-- Begin EXTRACTED INFORMATION --
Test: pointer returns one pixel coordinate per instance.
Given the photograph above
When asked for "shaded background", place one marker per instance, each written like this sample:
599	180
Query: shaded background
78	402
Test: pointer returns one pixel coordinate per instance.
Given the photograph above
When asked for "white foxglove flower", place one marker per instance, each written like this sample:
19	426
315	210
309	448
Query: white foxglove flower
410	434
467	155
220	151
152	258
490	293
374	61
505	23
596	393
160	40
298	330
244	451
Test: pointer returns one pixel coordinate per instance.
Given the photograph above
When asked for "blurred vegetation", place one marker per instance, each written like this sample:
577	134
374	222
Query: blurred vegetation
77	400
-- End EXTRACTED INFORMATION --
> _WHAT IS REQUIRED_: Put every line of all the records above into a numbered list, leaving out any blank lines.

> _TASK OUTPUT_:
1. Test: pointer returns one pixel coordinate per instance.
2. Given the photograph above
3. When asked for "shaded background", place one marker per instance, each written like this sample:
4. 599	180
5. Query: shaded background
6. 78	402
7. Test: pointer returns one pixel coordinate per instance.
8. Given the photograph above
9. When asked for "white foxglove flower", place one marker per instance, each written like this sample:
10. 19	426
11. 315	210
12. 309	448
13. Query: white foxglove flower
14. 410	434
15. 467	155
16. 220	151
17. 152	258
18. 490	293
19. 374	61
20. 505	23
21. 596	393
22. 160	40
23. 298	330
24. 244	451
25. Test: pointer returns one pixel coordinate per instance.
26. Given the photograph above
27. When asked for "blurred vegetation", place one marker per instance, each written like this sample:
28. 577	134
29. 374	222
30. Query: blurred vegetation
31. 77	400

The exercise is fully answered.